* **Passage for review**
== Segment start ==

Monday, March 8, 2010

Haiku- Unconscious mistakes







Once I was talking about how beautiful daffodils are.

I thought I was saying "daffodil",

I kept saying " dandruff".



Once I was talking about how cute squirrels are.

I thought I was saying "squirrels",


I kept saying "squids".

Thursday, January 28, 2010

This is how Mama learned American culture

My boys were born in Japan. We moved to the U.S. in 1996, when EL was four and RL was two years old. As soon as we moved, I started searching through suggested readings for kids their age from the library by asking their preschool teachers, and by just browsing bookstore shelves. Since then, we have been reading lots of good books. And we watched kids' TV shows such as "Sesame Street" and "Barney" everyday together.


There are a lot of things that are "common knowledge" for most people who grew up in the U.S., or something they must have learned in schools. And those things(Kids stuff) are used in the movies, TV shows, news headlines, jokes and such. For example, quotes from "Mother Goose" used in a paper, or making joke songs out of famous nursery rhymes sung on TV show, something like that. I didn't understand why it was funny or what implication it had. I had to ask someone. But even after the explanation, I still didn't get them because I didn't know the originals either.


Many years have passed since I first came to this country, I have read and sung "Mother Goose", read lots of famous picture books and chapter books that school age children tend to read.


I find I feel less left out these days. I find myself laughing with Americans spontaneously sometimes (even with Jay Leno jokes...:-) ). I am very lucky to have my boys! They grew up enjoying reading and singing with TV shows, and so did I!. We have been absorbing American kid's culture together.

== Segment end ==

* **To do**
(1) In the blog entries, copy the passage that begins at the words "Many years have" and stops after the words "kid's culture together.".
(2) Translate this sentence from the blog entries into Spanish: "I find I feel less left out these days."

* **Given information**
== Segment start ==

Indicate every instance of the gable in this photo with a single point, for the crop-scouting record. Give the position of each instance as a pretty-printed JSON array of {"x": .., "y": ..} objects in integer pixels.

== Segment end ==

* **Responses in order**
(1)
Many years have passed since I first came to this country, I have read and sung "Mother Goose", read lots of famous picture books and chapter books that school age children tend to read.


I find I feel less left out these days. I find myself laughing with Americans spontaneously sometimes (even with Jay Leno jokes...:-) ). I am very lucky to have my boys! They grew up enjoying reading and singing with TV shows, and so did I!. We have been absorbing American kid's culture together.

(2) Noto que en estos días me siento menos al margen.